--- WORK INSTRUCTION ---
Give the lines below again exactly, starting with the line that holds "- What to find: front porch" and going on through the line that holds "- What to find: grass".

--- ENTRIES SUPPLIED ---
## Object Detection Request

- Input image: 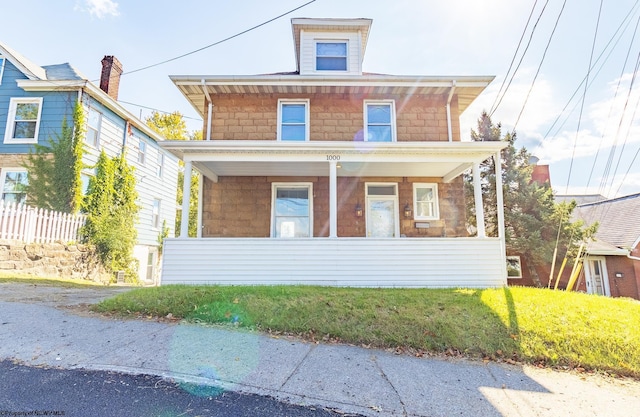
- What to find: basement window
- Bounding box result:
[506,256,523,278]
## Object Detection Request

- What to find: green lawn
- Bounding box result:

--

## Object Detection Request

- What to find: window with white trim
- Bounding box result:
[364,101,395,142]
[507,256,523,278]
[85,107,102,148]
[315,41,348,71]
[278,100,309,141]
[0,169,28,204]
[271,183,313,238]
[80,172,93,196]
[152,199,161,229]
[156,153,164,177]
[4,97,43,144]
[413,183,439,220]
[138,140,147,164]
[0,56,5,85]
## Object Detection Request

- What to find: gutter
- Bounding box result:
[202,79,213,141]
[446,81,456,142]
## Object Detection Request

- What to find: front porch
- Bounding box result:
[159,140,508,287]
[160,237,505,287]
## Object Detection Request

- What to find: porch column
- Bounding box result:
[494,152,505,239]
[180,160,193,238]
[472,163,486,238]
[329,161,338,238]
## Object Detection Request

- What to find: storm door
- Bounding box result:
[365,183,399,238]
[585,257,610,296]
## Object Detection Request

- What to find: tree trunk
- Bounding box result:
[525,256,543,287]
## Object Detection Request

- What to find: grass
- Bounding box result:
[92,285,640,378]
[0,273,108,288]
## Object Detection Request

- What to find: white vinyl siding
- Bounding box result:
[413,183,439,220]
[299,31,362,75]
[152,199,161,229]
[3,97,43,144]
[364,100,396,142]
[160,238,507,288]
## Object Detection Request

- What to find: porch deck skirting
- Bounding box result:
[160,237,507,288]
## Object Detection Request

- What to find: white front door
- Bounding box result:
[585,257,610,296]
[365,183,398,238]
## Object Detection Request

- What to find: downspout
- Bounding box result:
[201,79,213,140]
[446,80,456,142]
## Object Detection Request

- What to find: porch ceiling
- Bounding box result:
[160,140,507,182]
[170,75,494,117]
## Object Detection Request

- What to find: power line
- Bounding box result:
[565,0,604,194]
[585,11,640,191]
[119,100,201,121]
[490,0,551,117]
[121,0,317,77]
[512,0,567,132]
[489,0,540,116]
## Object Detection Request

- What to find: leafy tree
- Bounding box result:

--- OUTPUT ---
- What to find: front porch
- Bounding box result:
[159,140,508,287]
[160,237,505,287]
## Object Detection Request

- What to find: porch column
- Bounding box result:
[494,152,505,239]
[180,160,193,238]
[472,163,486,238]
[329,161,338,238]
## Object Detection Request

- What to find: storm door
- Bounding box result:
[365,183,399,238]
[585,257,610,296]
## Object Detection Request

- What to find: tree trunk
- Bounding box result:
[525,256,543,287]
## Object Detection Request

- What to find: grass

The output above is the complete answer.